Task data |
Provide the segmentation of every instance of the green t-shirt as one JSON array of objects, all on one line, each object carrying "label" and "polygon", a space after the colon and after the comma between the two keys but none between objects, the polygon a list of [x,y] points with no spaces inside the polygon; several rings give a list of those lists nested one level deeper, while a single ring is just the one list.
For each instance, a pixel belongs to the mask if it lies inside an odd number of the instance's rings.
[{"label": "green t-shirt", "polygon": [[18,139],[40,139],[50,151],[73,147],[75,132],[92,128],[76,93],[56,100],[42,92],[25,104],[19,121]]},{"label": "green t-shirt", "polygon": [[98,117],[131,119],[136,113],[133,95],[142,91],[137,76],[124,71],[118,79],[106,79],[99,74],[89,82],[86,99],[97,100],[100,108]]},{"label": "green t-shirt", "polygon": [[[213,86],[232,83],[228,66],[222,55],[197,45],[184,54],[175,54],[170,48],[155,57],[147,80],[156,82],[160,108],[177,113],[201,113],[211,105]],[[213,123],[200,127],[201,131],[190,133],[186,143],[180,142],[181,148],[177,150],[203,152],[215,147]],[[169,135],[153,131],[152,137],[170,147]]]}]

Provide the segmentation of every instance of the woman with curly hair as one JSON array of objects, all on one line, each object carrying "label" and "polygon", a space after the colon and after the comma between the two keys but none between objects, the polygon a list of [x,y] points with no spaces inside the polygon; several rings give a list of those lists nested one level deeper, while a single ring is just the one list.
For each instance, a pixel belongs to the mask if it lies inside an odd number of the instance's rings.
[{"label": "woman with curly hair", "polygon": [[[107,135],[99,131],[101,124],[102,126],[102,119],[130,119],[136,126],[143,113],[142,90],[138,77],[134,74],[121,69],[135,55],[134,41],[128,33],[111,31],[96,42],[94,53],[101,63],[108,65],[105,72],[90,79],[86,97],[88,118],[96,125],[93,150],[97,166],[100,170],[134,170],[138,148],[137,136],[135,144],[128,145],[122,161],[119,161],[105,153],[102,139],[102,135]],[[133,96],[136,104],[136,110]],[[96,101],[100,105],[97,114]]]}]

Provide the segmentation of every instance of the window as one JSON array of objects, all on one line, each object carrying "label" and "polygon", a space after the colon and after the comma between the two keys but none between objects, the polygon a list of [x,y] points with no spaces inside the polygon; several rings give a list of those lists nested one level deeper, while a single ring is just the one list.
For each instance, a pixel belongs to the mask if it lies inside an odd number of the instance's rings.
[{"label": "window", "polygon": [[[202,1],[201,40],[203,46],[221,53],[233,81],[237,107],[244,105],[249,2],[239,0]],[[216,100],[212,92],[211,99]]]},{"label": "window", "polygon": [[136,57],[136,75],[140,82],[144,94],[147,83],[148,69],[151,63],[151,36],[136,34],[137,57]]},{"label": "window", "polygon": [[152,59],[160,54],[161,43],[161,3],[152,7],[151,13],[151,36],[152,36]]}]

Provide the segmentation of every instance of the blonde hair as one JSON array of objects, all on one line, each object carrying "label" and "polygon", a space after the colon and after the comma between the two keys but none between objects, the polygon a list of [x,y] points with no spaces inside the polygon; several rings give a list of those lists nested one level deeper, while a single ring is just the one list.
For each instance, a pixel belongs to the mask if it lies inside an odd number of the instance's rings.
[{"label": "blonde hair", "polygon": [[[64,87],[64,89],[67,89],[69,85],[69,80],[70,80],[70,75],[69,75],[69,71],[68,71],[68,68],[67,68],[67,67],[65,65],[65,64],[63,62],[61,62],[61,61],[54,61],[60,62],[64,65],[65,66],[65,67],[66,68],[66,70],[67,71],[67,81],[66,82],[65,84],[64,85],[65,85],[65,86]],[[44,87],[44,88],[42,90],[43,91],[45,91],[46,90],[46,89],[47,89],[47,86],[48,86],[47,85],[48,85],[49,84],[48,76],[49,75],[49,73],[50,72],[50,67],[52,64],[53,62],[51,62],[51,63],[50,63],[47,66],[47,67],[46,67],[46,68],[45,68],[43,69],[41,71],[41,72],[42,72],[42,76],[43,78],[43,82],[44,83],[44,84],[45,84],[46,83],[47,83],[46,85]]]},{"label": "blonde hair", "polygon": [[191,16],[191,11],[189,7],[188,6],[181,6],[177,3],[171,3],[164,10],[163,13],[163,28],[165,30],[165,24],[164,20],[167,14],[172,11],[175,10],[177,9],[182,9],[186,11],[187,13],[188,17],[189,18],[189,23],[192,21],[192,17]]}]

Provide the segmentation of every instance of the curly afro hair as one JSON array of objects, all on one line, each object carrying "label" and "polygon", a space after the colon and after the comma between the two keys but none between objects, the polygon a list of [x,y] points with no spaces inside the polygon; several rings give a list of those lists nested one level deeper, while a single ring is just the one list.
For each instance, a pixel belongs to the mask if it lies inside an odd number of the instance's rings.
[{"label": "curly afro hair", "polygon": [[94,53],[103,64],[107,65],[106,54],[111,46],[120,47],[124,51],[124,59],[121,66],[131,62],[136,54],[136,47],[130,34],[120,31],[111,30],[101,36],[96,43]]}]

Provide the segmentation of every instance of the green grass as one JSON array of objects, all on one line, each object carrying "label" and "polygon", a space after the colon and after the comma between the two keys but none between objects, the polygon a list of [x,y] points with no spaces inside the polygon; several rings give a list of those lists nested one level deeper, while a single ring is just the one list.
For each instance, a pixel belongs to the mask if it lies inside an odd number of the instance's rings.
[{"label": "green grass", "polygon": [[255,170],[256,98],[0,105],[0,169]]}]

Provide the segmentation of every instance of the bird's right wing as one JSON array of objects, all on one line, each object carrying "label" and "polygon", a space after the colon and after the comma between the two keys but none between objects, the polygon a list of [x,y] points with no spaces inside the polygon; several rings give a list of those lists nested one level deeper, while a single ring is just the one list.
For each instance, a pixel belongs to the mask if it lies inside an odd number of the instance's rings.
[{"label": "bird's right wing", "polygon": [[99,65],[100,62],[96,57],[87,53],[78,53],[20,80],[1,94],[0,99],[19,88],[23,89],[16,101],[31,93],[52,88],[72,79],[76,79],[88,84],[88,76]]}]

Problem requirements | Rewrite only the records from the line that contains "Provide the segmentation of every instance of the bird's" through the end, replacing "odd number" with "even number" and leaving everything else as it stands.

Response for this exercise |
Provide the segmentation of every instance of the bird's right wing as one JSON array of objects, all on one line, each object carrying "label" and "polygon", a space after the colon and after the comma between the two keys but none between objects, the polygon a list of [x,y] points with no spaces inside the polygon; several rings give a list of those lists nested one level deeper, while a single ring is just the one list.
For each instance, a pixel belongs to the mask if it lies inside an even number of the instance's rings.
[{"label": "bird's right wing", "polygon": [[99,65],[100,62],[96,57],[87,53],[78,53],[20,80],[1,94],[0,99],[19,88],[23,89],[16,101],[31,93],[52,88],[72,79],[76,79],[88,84],[88,76]]}]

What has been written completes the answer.